_AIM OF THE EXERCISE_
Filter the records below down to every line containing the string "leaf", and copy each of those lines.

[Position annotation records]

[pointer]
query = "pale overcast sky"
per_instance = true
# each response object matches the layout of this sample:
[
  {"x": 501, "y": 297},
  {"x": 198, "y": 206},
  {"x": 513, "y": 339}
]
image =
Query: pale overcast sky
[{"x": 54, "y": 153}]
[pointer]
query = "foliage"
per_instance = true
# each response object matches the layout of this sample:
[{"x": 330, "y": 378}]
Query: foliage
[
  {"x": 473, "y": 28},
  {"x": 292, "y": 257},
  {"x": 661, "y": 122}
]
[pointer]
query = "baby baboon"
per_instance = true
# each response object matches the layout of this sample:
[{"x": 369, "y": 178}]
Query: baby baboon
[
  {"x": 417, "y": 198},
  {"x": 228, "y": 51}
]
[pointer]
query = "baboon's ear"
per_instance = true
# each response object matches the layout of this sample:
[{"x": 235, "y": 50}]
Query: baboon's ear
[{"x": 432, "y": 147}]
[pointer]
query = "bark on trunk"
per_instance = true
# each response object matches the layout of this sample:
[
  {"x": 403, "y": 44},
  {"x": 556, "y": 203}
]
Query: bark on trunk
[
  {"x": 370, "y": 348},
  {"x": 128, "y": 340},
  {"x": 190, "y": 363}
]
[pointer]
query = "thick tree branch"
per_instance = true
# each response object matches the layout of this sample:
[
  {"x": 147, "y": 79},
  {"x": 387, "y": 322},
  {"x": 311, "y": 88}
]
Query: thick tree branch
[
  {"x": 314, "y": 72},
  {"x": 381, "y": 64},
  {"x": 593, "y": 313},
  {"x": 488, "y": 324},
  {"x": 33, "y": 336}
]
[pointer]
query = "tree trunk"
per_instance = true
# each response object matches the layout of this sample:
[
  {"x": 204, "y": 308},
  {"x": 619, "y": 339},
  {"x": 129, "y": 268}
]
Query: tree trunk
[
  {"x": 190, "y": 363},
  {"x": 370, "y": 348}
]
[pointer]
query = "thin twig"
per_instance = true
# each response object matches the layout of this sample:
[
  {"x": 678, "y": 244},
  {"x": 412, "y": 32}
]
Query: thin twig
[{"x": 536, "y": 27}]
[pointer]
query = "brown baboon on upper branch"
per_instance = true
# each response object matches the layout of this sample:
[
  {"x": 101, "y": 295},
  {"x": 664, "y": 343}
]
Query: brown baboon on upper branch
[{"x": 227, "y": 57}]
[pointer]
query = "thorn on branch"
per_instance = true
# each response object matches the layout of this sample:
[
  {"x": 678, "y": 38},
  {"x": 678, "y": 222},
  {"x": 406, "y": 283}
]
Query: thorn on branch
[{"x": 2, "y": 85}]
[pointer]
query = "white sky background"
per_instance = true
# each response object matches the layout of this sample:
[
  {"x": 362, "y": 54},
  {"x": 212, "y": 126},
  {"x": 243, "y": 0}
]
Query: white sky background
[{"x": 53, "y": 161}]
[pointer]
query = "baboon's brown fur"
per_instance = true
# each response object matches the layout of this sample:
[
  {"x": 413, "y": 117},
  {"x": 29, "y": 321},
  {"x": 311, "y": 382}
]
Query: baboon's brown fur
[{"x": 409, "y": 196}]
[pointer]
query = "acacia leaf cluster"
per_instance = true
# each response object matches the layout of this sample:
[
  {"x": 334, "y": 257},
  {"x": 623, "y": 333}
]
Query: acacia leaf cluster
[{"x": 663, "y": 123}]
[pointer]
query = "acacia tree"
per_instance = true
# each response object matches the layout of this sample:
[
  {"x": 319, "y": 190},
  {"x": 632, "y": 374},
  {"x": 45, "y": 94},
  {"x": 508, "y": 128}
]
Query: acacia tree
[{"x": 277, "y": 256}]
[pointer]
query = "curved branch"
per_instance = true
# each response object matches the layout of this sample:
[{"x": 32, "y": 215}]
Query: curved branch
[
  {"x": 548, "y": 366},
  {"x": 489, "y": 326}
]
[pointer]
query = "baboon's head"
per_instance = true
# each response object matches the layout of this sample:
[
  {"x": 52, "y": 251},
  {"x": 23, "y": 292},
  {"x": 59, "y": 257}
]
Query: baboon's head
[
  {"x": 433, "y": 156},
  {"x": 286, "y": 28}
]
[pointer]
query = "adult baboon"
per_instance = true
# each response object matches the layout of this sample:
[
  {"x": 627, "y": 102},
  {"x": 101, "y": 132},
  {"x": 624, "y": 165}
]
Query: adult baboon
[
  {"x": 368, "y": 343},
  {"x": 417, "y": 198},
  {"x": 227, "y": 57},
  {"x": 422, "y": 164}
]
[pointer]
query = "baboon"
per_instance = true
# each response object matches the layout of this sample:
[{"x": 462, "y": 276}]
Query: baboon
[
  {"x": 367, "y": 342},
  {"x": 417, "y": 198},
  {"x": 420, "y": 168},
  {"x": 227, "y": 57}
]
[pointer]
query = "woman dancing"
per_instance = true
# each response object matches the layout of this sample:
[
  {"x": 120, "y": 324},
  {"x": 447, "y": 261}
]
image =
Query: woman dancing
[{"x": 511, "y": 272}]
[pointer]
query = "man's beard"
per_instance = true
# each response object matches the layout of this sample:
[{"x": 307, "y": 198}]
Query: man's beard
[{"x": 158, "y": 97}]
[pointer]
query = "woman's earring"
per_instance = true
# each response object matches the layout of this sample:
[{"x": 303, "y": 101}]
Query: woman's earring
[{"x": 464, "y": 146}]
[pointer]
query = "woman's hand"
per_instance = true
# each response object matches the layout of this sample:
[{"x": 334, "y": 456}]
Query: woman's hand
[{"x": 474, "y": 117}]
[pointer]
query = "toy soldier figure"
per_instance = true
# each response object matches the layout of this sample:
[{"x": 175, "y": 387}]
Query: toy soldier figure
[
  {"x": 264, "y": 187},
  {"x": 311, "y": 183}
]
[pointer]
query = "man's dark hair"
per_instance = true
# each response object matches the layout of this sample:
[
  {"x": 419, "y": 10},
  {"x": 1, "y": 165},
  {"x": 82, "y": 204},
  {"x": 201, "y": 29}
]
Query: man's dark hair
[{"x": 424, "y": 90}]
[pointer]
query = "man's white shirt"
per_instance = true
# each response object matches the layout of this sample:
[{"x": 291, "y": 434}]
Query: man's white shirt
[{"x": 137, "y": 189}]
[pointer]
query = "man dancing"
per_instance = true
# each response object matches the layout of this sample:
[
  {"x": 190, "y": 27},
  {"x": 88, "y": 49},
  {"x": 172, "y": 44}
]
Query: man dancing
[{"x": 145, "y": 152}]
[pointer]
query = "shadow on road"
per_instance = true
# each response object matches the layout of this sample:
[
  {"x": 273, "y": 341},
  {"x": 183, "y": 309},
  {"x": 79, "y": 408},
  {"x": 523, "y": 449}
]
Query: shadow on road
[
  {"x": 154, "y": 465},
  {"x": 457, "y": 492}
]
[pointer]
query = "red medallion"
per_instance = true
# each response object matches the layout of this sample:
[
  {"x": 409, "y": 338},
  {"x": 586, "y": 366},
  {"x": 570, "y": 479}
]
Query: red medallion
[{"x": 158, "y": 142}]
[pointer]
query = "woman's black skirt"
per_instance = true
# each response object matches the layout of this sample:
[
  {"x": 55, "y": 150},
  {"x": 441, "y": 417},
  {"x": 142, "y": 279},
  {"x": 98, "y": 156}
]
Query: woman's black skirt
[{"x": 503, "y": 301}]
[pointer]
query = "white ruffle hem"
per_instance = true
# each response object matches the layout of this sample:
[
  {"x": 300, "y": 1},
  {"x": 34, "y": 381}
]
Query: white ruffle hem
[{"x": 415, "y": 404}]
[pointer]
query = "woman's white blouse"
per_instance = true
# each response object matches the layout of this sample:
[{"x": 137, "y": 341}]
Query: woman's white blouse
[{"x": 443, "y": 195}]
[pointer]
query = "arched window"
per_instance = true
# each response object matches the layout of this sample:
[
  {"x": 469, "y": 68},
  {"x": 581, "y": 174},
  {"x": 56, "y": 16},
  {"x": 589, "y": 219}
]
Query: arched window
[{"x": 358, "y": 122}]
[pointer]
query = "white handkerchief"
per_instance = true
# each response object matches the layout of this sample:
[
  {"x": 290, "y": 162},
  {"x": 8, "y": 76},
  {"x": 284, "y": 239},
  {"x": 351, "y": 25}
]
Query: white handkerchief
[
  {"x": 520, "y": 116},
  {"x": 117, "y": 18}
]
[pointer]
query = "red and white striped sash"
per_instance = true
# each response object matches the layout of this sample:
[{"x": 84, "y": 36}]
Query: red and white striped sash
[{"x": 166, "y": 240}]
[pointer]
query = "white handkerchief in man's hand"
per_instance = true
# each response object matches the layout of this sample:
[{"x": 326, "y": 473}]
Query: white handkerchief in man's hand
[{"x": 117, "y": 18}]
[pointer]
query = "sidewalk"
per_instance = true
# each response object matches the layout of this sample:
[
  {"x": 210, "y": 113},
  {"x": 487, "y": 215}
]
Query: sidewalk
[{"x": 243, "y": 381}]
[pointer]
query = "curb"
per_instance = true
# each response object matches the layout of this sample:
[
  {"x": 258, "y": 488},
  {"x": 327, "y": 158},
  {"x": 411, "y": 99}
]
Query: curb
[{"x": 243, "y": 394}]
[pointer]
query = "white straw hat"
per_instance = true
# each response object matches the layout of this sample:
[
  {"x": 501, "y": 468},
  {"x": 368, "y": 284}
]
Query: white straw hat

_RESPONSE TO THIS TASK_
query = "acacia leaf cluster"
Query: acacia leaf cluster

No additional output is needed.